DIRECTIONS:
The line that holds "like (77, 84)." marks the start. Return it and each following line through the end of the data, unchanged.

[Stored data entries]
------------------------------------

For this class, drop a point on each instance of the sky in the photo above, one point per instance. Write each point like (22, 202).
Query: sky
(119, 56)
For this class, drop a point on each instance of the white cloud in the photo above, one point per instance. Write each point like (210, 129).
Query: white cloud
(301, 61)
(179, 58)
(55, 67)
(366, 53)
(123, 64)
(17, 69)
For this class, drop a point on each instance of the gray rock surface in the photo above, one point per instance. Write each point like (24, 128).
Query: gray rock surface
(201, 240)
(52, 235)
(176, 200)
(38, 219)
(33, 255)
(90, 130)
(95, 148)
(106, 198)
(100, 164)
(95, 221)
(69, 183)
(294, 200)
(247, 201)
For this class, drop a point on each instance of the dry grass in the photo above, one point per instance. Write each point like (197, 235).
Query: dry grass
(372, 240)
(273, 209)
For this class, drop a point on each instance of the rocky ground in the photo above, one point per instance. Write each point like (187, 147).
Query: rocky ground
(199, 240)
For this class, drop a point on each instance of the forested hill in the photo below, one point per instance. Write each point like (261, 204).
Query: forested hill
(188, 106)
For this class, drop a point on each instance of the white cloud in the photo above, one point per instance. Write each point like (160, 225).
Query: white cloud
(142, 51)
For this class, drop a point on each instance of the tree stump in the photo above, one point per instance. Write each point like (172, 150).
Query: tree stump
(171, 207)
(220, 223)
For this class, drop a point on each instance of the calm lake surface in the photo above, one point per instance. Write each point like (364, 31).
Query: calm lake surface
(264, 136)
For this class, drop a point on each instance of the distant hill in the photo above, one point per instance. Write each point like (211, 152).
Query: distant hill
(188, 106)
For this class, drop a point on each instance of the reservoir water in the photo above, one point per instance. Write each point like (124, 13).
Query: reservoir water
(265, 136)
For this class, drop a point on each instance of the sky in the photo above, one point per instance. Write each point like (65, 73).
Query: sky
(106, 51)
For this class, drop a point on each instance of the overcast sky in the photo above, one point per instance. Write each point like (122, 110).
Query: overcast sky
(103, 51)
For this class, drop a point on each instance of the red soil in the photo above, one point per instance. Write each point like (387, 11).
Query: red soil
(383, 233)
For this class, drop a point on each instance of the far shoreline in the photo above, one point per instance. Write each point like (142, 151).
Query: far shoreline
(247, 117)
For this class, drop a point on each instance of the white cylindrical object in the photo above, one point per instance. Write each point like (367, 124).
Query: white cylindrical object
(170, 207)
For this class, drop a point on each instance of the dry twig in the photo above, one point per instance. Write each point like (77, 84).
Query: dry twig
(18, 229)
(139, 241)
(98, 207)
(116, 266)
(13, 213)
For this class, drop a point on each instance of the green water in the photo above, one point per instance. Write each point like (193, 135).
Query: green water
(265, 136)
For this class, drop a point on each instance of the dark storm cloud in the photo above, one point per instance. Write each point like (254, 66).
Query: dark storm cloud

------------------------------------

REPLY TO THE TASK:
For this class, drop a point on each instance of the dry twig in the photo above, one point per instance. Write each point like (77, 84).
Query: dry twig
(18, 229)
(139, 241)
(98, 207)
(116, 266)
(13, 213)
For this class, drop a point on each instance of the green water in the photo above, one point per instance. Write each point like (193, 135).
Query: green water
(265, 136)
For this class, drop a point on each instance of the dark storm cloud in the photo above, one point per instance. Write each point like (254, 66).
Query: dark storm cloud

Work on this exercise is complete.